● Document section
*** Block opens ***
In the wake of the doping furore hitting Australian sport, All Black prop Ben Franks has hit the headlines with his call for supplements to be monitored more closely.
Drug Free Sport New Zealand urges rugby players not to take any supplements, due to the risk of them containing banned substances. And given what happened to Johan Goosen in 2010, it would come as no surprise were SARU or SAIDS to do the same here in South Africa.
Goosen pleaded guilty to the use of stimulant Methylhexaneamine – a stimulant present in a supplement that Goosen had bought over the counter in Bloemfontein. The Judicial Committee decided that Goosen had been negligent and that his explanation of accepting assurance from the salesman that the stimulant contained no prohibited ingredients was insufficient.
But 28-year-old Franks, who has played 23 tests, believes that is unrealistic and that athletes should work more closely with the agency. He estimates “at least 90 per cent” of New Zealand’s top rugby players take supplements. Numbers would be similar in South Africa.
*** Block closes ***
● Task description
List every number that appears in the article on supplement use in rugby, each with the few words it belongs to. The data that follows has no connection to the article on supplement use in rugby.

● Entries provided
*** Block opens ***
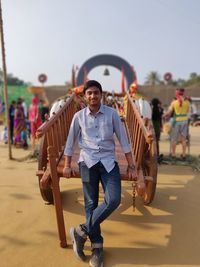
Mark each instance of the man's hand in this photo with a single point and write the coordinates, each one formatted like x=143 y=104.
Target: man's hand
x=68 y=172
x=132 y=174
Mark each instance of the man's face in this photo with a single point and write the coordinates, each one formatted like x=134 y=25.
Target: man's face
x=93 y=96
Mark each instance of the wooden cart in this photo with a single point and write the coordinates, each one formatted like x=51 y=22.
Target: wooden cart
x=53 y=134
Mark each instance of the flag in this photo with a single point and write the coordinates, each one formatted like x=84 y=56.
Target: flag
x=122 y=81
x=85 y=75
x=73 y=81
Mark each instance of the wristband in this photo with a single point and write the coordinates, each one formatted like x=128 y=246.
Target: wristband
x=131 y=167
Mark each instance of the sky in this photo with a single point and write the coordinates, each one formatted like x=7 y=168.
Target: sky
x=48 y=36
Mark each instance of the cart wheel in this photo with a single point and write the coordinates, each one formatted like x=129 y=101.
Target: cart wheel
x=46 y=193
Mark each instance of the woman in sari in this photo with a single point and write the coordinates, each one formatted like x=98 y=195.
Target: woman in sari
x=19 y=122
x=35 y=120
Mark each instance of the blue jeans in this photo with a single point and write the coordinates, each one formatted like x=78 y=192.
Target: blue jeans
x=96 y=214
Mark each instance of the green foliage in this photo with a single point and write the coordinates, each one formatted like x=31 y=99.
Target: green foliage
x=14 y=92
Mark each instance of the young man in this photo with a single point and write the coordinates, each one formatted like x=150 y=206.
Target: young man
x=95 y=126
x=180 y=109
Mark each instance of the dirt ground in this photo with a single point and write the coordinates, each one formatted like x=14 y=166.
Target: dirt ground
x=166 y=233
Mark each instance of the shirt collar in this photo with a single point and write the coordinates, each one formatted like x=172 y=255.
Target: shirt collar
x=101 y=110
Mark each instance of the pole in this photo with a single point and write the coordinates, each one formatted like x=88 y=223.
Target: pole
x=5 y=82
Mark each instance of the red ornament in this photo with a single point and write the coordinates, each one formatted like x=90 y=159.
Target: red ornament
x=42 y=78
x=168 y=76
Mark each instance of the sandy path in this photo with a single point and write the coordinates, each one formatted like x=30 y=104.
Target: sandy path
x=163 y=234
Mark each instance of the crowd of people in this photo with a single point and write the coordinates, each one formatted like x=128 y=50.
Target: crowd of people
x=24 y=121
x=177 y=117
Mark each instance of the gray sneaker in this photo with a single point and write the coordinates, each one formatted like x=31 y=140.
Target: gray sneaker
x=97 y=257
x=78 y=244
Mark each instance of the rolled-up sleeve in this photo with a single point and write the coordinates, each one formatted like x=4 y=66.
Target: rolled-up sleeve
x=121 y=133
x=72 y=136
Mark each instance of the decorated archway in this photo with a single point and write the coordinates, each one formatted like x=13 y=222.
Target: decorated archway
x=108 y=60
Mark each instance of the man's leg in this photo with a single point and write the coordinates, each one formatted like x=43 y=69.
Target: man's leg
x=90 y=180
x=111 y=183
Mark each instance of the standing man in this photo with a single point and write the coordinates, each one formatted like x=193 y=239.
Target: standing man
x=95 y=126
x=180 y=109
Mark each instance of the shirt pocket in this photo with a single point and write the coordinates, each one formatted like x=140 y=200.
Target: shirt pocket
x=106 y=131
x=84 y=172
*** Block closes ***
*** Block opens ***
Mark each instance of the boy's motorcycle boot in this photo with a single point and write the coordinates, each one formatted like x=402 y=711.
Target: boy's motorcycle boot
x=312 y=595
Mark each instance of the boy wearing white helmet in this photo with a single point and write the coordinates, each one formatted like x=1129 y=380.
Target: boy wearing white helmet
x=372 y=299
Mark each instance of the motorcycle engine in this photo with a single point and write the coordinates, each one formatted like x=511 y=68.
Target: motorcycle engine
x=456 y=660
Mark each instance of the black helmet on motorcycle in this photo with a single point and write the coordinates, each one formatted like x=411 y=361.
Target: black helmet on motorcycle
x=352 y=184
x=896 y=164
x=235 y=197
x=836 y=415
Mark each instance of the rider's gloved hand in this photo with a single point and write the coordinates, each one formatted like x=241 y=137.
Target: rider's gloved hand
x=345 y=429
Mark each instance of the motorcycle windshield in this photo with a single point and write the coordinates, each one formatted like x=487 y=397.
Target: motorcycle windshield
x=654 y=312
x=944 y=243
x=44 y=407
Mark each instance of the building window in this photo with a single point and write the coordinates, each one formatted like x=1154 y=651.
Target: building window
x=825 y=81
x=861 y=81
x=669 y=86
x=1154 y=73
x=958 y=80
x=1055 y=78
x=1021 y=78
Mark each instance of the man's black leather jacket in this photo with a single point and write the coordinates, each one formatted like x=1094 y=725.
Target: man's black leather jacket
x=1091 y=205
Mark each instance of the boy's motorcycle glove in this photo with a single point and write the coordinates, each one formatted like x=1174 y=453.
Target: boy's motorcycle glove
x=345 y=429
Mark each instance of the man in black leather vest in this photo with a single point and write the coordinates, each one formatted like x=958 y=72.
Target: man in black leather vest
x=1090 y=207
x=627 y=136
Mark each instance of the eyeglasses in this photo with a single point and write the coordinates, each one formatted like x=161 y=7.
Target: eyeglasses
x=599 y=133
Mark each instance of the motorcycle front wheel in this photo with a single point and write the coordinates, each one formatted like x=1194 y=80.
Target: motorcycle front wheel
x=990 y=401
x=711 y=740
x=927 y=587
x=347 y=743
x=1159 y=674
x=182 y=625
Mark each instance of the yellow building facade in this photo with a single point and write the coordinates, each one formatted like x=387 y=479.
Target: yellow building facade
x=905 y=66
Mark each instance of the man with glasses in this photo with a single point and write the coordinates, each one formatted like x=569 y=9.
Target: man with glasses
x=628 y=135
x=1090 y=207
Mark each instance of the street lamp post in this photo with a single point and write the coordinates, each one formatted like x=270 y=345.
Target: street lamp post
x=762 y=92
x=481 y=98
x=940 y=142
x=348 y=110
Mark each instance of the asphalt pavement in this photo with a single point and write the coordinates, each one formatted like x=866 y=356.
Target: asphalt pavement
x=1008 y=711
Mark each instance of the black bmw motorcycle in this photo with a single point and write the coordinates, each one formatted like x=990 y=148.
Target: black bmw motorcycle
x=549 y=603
*** Block closes ***
*** Block opens ***
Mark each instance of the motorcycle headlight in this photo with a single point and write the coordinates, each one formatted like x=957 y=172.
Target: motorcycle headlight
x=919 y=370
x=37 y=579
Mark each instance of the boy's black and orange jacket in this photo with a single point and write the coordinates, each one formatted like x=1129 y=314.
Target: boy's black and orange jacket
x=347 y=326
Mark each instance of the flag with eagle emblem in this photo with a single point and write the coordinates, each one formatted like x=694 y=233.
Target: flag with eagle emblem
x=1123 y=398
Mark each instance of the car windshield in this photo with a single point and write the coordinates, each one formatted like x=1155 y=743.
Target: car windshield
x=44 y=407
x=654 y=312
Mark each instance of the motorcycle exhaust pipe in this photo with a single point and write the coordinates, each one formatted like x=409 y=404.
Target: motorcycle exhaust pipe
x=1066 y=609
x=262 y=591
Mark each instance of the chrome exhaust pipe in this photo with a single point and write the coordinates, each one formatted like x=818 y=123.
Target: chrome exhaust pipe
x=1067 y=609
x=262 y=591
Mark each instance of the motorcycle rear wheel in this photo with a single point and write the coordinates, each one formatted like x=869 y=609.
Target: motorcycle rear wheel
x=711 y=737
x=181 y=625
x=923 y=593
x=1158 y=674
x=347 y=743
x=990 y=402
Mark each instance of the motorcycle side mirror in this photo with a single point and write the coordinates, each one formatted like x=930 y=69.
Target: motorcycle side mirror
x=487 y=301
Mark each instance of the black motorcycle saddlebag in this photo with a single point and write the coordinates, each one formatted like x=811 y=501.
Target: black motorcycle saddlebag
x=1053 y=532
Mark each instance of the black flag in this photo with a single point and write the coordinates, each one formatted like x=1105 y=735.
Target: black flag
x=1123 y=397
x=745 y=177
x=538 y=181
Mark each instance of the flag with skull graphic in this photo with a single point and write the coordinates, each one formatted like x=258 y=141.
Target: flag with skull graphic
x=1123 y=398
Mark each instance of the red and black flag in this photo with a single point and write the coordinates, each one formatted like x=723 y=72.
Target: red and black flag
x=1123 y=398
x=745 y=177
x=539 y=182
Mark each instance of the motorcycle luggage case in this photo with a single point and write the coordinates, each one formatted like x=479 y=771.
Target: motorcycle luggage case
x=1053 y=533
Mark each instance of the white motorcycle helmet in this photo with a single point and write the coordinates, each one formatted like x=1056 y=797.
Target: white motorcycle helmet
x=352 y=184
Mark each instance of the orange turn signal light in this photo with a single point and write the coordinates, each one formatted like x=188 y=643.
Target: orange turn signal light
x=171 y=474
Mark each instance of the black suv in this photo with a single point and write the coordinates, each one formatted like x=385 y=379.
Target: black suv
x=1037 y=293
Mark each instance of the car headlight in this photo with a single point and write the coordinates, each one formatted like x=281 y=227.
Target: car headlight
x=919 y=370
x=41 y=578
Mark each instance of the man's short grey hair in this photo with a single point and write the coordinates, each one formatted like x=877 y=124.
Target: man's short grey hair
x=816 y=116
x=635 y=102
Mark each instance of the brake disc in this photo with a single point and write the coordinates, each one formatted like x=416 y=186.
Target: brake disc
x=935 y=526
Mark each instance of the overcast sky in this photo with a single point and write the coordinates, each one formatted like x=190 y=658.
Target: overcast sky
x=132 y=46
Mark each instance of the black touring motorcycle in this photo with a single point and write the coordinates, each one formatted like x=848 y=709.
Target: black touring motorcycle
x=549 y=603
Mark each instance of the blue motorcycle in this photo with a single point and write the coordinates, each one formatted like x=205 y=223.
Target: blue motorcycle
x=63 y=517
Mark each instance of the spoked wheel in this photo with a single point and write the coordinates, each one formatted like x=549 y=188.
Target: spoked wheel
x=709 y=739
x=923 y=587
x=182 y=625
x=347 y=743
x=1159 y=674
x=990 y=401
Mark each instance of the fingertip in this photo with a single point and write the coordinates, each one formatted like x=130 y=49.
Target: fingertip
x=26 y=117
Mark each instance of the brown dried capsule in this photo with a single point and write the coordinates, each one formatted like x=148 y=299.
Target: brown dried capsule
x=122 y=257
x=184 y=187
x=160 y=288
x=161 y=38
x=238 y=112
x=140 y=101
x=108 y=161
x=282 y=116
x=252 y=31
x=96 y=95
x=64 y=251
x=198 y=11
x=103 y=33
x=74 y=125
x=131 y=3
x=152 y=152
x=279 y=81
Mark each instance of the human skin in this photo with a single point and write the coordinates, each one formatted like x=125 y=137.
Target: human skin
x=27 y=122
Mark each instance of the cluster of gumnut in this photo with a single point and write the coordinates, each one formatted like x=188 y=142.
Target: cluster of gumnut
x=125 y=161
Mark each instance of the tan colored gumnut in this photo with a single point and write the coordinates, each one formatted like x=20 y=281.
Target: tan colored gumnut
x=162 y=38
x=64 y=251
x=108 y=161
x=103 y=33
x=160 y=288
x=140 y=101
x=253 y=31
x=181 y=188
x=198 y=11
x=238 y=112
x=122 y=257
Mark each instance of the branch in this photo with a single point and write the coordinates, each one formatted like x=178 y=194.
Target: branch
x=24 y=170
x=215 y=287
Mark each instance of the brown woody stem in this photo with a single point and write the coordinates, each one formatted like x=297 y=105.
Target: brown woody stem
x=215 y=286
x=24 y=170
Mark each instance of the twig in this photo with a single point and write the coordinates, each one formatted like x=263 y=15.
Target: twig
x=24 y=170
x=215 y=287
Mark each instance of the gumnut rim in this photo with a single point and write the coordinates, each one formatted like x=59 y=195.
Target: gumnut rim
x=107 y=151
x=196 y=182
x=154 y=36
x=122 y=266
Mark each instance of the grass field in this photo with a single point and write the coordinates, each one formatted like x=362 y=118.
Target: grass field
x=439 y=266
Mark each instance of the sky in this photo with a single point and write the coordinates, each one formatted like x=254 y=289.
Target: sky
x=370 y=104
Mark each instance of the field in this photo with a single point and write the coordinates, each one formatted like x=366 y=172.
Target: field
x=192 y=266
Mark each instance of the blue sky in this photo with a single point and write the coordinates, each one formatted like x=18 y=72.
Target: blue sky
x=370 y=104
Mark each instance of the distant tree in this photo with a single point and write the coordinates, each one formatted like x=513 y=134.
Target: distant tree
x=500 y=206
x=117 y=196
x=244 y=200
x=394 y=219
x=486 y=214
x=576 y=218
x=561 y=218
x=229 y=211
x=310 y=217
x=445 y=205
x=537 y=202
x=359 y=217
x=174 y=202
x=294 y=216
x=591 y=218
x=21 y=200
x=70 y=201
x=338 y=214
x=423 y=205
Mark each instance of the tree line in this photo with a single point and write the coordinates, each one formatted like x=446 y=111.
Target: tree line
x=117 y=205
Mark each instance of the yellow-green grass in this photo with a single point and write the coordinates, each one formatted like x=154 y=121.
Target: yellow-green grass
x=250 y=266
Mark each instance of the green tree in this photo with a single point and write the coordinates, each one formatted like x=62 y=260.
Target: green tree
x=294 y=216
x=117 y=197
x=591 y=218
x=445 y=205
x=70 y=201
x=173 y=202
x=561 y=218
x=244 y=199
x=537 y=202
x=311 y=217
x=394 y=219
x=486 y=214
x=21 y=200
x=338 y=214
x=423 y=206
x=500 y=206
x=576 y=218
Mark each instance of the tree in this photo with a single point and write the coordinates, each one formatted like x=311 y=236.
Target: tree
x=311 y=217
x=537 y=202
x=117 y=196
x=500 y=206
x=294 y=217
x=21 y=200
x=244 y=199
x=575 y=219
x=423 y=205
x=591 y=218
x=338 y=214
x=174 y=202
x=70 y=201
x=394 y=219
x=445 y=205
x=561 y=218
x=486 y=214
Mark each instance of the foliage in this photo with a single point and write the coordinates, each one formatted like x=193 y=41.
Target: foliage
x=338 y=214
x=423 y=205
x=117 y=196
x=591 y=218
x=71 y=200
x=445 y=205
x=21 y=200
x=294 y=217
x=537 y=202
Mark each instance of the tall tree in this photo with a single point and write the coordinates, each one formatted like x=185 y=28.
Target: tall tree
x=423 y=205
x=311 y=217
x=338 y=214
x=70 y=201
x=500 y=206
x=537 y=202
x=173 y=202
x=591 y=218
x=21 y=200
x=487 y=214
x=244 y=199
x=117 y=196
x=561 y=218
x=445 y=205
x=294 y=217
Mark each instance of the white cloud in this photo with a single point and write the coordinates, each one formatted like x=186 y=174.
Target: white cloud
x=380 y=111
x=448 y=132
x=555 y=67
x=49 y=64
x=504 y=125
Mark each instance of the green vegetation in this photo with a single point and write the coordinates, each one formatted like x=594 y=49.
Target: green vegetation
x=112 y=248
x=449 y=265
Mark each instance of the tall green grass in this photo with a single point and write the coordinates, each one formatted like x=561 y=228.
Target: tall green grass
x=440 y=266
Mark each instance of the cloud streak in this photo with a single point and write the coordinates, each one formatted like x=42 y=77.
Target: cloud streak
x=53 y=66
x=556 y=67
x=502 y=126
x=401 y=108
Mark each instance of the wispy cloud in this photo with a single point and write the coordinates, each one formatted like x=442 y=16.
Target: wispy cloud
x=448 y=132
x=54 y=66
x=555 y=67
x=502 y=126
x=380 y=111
*** Block closes ***
● Result for this exercise
- 2010 ("what happened to Johan Goosen in 2010")
- 28 ("28-year-old Franks")
- 23 ("has played 23 tests")
- 90 ("at least 90 per cent")